(Named object pointing entries)
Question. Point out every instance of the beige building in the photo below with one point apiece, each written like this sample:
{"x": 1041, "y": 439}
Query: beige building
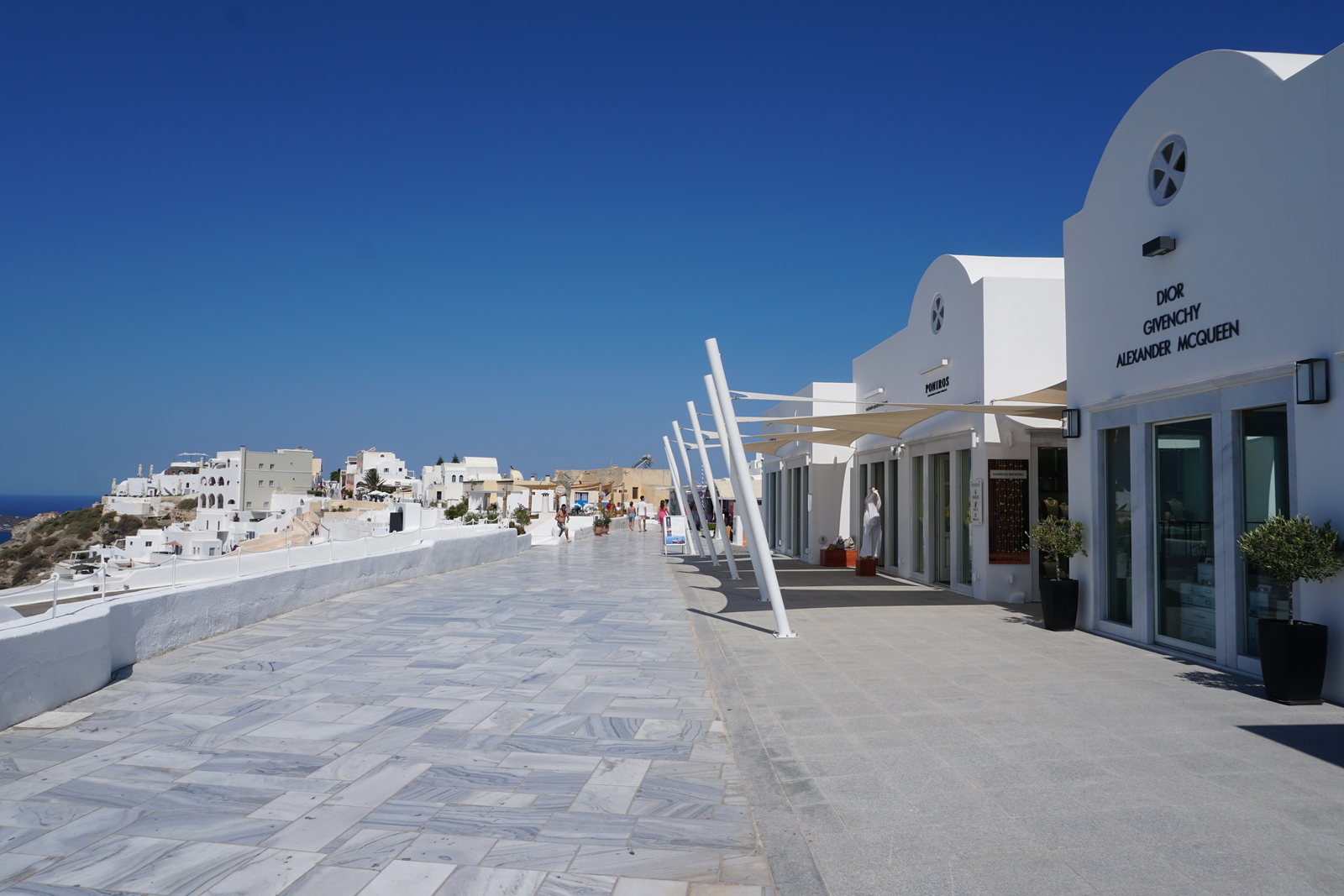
{"x": 617, "y": 484}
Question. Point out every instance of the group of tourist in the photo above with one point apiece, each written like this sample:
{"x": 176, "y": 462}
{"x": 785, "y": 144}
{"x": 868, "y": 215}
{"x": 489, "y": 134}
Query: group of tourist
{"x": 636, "y": 513}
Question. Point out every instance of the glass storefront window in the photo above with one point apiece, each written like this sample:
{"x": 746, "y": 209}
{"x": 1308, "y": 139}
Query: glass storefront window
{"x": 964, "y": 501}
{"x": 1184, "y": 519}
{"x": 1263, "y": 495}
{"x": 940, "y": 485}
{"x": 1120, "y": 546}
{"x": 917, "y": 504}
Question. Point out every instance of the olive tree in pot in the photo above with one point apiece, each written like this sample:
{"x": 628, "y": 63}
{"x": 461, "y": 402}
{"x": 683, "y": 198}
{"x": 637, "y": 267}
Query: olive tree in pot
{"x": 1294, "y": 652}
{"x": 1059, "y": 539}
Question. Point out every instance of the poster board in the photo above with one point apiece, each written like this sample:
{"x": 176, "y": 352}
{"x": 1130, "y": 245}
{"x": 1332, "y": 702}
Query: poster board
{"x": 1008, "y": 512}
{"x": 674, "y": 535}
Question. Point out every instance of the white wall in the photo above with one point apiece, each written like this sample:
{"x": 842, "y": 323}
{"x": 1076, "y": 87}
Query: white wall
{"x": 47, "y": 664}
{"x": 1256, "y": 242}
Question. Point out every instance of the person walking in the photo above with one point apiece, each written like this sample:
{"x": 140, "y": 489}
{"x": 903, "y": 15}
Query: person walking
{"x": 562, "y": 521}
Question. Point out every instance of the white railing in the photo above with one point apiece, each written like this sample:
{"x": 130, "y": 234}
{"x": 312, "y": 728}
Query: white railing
{"x": 108, "y": 582}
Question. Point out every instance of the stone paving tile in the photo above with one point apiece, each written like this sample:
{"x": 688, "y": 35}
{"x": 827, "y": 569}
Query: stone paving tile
{"x": 918, "y": 741}
{"x": 535, "y": 727}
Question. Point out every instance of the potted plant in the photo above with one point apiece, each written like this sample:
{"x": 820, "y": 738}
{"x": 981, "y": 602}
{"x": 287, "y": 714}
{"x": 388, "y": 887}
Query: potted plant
{"x": 839, "y": 553}
{"x": 1058, "y": 537}
{"x": 1294, "y": 652}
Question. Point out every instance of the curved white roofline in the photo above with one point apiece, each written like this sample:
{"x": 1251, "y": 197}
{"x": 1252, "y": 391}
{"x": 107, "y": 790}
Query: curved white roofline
{"x": 1285, "y": 65}
{"x": 980, "y": 266}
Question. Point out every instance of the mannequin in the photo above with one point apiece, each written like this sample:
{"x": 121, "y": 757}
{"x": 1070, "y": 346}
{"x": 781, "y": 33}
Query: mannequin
{"x": 871, "y": 544}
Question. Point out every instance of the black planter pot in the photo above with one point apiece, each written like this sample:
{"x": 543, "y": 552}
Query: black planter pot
{"x": 1059, "y": 604}
{"x": 1294, "y": 660}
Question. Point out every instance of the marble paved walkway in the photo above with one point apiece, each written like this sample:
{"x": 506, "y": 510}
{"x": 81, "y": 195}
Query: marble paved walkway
{"x": 535, "y": 727}
{"x": 914, "y": 741}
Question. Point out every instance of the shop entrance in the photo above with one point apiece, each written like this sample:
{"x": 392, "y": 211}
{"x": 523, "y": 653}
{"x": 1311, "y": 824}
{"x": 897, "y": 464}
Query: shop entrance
{"x": 940, "y": 476}
{"x": 1184, "y": 535}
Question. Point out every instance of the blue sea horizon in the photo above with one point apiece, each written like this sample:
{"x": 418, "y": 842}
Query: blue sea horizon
{"x": 35, "y": 504}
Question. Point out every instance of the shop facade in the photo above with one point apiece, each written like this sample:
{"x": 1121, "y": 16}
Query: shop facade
{"x": 958, "y": 488}
{"x": 804, "y": 485}
{"x": 1202, "y": 269}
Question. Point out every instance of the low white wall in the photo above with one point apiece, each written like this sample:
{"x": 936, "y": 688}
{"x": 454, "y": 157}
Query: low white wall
{"x": 50, "y": 663}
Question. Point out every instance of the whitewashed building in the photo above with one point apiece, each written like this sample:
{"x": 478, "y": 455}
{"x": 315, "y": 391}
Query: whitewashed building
{"x": 1202, "y": 270}
{"x": 806, "y": 485}
{"x": 960, "y": 488}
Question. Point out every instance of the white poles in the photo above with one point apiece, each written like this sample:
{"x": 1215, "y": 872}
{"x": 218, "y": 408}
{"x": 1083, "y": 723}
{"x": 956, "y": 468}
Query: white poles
{"x": 680, "y": 493}
{"x": 761, "y": 559}
{"x": 711, "y": 492}
{"x": 696, "y": 495}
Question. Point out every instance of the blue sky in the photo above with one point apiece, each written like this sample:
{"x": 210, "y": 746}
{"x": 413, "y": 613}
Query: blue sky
{"x": 506, "y": 228}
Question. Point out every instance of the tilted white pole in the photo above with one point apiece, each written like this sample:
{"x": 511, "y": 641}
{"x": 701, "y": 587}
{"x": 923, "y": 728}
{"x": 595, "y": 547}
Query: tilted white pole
{"x": 696, "y": 493}
{"x": 711, "y": 492}
{"x": 723, "y": 445}
{"x": 766, "y": 580}
{"x": 680, "y": 495}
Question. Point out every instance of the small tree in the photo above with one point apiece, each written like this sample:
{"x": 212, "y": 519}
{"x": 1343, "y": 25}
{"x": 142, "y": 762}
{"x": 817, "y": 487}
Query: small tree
{"x": 1058, "y": 537}
{"x": 1290, "y": 548}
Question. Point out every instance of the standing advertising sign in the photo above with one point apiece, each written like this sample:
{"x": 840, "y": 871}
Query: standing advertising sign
{"x": 674, "y": 535}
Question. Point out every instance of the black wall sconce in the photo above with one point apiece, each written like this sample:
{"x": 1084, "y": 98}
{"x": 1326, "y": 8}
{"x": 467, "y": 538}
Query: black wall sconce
{"x": 1314, "y": 385}
{"x": 1159, "y": 246}
{"x": 1070, "y": 421}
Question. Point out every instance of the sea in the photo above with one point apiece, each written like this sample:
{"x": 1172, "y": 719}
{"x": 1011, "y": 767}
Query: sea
{"x": 35, "y": 504}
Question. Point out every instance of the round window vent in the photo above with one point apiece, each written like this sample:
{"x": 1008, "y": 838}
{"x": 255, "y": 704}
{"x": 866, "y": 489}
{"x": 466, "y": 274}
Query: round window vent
{"x": 1167, "y": 170}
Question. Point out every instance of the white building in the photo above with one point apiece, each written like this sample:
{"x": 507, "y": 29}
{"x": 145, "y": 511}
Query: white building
{"x": 806, "y": 485}
{"x": 390, "y": 469}
{"x": 960, "y": 488}
{"x": 1183, "y": 362}
{"x": 449, "y": 483}
{"x": 239, "y": 479}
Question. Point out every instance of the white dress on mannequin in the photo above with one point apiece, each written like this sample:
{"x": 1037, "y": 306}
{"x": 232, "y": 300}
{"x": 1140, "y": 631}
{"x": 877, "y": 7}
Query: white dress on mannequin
{"x": 871, "y": 544}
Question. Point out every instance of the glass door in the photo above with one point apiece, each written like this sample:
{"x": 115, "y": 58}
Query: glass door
{"x": 941, "y": 486}
{"x": 918, "y": 511}
{"x": 1120, "y": 547}
{"x": 1184, "y": 528}
{"x": 1263, "y": 495}
{"x": 964, "y": 516}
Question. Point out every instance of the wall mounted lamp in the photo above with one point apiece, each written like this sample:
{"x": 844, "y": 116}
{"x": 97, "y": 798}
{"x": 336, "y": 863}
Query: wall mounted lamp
{"x": 1159, "y": 246}
{"x": 1314, "y": 385}
{"x": 1070, "y": 421}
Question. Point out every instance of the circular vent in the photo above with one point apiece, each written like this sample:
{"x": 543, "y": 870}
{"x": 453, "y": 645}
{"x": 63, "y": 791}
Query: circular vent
{"x": 1167, "y": 170}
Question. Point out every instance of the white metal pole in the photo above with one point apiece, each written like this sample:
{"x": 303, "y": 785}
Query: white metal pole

• **Stated goal**
Print the line containing "Question. Point out every instance of the wall" and every line after it to the end of the records above, exactly as written, and nothing else.

• **The answer**
Question. Point out every instance of the wall mounted lamp in the photo above with one point apiece, each written like this sample:
{"x": 844, "y": 116}
{"x": 97, "y": 798}
{"x": 336, "y": 863}
Query: wall mounted lamp
{"x": 1159, "y": 246}
{"x": 1314, "y": 385}
{"x": 1070, "y": 421}
Question. Point out every instance of the circular vent in the photo above with one point apiece, each written like this sample:
{"x": 543, "y": 870}
{"x": 453, "y": 645}
{"x": 63, "y": 791}
Query: circular vent
{"x": 1167, "y": 170}
Question. Point out every instance of the white metal pole in the photo above with one point apiece, each written like this sample:
{"x": 303, "y": 785}
Query: white metal pole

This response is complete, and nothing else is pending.